BEGIN Provided information

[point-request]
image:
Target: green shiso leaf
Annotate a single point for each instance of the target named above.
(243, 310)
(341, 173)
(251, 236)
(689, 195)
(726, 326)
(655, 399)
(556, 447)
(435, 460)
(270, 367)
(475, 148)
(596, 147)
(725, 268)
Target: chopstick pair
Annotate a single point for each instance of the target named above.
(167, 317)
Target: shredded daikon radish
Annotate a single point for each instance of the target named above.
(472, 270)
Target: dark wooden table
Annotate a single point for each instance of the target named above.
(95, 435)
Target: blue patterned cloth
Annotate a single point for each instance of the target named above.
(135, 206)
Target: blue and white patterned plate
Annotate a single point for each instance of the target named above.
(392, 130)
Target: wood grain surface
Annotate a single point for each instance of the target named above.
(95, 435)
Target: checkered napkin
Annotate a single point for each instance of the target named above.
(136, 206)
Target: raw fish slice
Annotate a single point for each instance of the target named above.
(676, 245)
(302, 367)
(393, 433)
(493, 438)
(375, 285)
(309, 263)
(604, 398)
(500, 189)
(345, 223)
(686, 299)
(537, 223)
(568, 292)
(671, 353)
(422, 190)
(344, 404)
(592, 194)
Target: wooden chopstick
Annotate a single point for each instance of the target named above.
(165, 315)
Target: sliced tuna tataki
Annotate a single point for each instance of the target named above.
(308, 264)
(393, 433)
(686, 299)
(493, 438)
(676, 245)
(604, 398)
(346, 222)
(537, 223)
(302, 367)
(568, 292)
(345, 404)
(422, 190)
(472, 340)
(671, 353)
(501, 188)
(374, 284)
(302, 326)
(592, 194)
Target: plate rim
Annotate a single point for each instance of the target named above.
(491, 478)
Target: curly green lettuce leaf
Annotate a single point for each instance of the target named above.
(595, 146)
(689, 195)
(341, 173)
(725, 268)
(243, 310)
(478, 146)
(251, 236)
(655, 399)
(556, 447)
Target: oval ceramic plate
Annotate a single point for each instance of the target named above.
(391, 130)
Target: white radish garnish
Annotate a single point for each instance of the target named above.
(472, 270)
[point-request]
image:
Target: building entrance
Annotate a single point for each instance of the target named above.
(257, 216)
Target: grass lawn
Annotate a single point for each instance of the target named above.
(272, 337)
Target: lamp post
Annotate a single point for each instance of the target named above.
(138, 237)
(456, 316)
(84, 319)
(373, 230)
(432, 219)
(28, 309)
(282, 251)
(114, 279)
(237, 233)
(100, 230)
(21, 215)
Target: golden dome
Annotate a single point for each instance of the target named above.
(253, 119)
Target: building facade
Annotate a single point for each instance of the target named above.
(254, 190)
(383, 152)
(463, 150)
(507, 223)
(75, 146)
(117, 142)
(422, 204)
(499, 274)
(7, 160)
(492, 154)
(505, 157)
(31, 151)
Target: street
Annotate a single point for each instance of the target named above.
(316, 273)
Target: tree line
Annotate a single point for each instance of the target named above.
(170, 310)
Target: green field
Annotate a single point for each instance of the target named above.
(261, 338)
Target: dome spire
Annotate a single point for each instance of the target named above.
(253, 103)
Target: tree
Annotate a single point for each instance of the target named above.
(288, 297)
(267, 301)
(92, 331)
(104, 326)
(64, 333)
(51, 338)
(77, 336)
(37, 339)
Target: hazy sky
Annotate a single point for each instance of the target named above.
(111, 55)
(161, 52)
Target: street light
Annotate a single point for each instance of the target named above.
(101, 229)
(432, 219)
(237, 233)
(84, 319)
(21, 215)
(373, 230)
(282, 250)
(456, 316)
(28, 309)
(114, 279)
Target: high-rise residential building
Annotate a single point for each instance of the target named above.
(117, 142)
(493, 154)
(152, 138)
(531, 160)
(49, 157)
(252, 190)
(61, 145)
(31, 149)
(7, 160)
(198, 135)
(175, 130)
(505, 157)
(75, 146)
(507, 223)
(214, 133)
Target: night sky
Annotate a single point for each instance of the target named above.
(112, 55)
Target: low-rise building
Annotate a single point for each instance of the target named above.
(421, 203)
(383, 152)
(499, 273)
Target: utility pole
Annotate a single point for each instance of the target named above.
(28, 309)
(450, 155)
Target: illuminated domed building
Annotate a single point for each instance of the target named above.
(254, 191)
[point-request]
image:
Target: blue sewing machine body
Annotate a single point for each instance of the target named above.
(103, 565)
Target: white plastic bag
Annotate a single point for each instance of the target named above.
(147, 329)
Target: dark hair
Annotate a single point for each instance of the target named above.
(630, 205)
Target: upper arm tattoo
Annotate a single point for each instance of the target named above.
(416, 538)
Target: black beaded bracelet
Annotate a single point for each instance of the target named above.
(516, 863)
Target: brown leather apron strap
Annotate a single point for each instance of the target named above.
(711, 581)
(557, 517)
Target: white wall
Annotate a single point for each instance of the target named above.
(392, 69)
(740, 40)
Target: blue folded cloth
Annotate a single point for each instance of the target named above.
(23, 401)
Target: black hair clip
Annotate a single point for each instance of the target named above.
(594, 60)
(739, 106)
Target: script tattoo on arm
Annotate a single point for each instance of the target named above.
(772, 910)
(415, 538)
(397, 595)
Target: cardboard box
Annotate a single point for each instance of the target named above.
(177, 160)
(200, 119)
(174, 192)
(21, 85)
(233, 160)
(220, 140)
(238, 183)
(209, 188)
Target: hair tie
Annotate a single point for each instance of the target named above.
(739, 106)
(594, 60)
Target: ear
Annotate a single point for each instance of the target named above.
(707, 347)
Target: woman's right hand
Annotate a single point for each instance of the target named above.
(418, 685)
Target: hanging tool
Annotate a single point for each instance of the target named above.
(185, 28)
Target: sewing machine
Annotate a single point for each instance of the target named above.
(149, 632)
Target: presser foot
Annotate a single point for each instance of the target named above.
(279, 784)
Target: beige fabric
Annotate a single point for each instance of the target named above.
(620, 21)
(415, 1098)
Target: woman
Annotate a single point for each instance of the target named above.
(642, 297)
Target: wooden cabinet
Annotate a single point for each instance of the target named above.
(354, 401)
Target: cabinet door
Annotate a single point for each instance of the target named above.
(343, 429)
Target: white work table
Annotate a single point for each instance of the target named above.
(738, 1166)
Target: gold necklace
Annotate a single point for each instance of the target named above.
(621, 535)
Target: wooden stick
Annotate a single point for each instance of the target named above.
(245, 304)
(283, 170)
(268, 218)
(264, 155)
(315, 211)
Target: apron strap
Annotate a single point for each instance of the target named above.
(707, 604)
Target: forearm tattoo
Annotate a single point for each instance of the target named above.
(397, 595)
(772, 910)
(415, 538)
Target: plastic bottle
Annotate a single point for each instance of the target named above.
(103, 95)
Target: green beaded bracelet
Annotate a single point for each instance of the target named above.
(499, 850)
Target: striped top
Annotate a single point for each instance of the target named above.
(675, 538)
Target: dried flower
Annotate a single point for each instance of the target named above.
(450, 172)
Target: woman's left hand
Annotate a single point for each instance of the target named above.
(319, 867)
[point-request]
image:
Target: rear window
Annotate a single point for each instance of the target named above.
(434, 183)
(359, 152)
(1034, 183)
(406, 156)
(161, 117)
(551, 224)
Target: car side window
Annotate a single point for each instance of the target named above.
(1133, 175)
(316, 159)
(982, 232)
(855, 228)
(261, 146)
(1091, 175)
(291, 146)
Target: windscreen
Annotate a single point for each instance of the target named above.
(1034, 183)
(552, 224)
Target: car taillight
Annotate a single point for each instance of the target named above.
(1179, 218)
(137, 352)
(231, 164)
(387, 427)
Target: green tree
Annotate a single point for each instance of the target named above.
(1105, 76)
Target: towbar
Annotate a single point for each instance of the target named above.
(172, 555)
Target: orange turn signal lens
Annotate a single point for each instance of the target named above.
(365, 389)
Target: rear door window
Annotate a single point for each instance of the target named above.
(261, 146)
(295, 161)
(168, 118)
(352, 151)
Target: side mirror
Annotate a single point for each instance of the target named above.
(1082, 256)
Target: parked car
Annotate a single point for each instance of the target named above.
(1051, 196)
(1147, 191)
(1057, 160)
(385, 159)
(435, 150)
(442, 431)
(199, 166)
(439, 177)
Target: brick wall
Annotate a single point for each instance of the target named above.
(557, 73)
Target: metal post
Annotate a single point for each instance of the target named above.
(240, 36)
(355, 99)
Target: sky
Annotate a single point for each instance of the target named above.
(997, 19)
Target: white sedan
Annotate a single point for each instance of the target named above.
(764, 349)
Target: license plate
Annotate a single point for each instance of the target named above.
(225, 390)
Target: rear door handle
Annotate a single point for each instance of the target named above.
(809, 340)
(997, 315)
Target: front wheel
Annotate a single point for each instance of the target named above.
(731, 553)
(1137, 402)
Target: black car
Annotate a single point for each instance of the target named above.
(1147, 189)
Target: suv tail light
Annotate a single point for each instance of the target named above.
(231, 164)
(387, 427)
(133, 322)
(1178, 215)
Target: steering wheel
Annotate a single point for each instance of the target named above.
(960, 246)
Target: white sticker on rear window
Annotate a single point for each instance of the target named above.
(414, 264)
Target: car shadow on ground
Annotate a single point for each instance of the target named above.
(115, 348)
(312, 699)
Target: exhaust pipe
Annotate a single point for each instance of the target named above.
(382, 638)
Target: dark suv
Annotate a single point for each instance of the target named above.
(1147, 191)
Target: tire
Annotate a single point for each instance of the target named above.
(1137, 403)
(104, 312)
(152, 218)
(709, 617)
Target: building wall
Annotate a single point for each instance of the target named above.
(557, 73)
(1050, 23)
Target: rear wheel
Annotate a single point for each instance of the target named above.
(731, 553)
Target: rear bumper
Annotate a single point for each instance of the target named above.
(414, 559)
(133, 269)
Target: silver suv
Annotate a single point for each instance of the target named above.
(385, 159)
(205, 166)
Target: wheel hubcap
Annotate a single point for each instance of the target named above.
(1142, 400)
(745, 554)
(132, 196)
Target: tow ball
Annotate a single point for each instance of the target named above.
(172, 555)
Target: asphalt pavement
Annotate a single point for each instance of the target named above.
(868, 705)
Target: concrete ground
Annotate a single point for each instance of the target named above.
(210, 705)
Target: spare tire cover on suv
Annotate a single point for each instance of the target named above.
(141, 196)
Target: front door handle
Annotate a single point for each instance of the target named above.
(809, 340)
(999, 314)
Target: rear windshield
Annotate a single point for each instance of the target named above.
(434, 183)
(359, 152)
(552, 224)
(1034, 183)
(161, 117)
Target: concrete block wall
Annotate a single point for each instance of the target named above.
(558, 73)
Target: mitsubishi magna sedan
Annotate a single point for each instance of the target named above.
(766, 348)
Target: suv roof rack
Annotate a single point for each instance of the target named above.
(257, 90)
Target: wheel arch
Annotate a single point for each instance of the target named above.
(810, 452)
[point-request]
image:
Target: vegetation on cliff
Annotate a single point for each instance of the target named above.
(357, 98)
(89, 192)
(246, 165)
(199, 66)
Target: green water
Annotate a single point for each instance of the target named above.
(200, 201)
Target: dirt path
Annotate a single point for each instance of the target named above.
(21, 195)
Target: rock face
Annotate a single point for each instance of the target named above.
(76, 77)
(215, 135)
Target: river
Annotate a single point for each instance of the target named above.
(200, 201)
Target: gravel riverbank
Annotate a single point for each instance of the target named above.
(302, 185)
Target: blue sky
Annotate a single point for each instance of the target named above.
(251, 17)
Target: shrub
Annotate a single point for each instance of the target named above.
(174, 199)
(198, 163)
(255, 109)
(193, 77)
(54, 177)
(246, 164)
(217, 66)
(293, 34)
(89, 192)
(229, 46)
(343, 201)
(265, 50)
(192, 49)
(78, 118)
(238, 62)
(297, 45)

END Provided information

Goal:
All lines from the one with "Target: concrete ground" through the final line above are to be quoted exactly; quote no other line.

Exercise solution:
Target: concrete ground
Annotate a single point for each instance of the target named above.
(210, 705)
Target: spare tire cover on suv
Annotate a single point for each instance of the target named above.
(141, 196)
Target: front door handle
Annotate a single point for each instance of the target named above.
(809, 340)
(999, 314)
Target: rear windshield
Annotate a single point for each instance of the target named above.
(434, 183)
(359, 152)
(552, 224)
(1034, 183)
(161, 117)
Target: concrete block wall
Annotate a single point for each instance of the target named above.
(558, 73)
Target: mitsubishi magna sedan
Annotate a single point for each instance of the target named above.
(766, 348)
Target: suv roof rack
Annotate a single point for each instance of the target named above.
(257, 90)
Target: wheel arch
Annotate a single point for each instance of the target named above.
(810, 452)
[point-request]
image:
Target: vegetation on cliff
Annotate a single point for each instance of the target named above.
(357, 98)
(89, 192)
(246, 165)
(199, 66)
Target: green water
Annotate a single point for each instance of the target named above.
(200, 201)
Target: dirt path
Annotate a single point for each instance of the target named above.
(21, 195)
Target: rock face
Annotate a single point for each instance of the target named above.
(76, 77)
(215, 135)
Target: river
Annotate a single point for each instance of the target named above.
(200, 201)
Target: gravel riverbank
Annotate a single point for each instance of the target named above.
(302, 185)
Target: blue sky
Annotate a single point for each instance of the target named above.
(251, 17)
Target: shrub
Annotate a single point for each instance of the target named above.
(174, 199)
(198, 163)
(255, 109)
(193, 77)
(54, 177)
(246, 164)
(217, 66)
(293, 34)
(89, 192)
(229, 46)
(343, 201)
(265, 50)
(192, 49)
(78, 118)
(238, 62)
(297, 45)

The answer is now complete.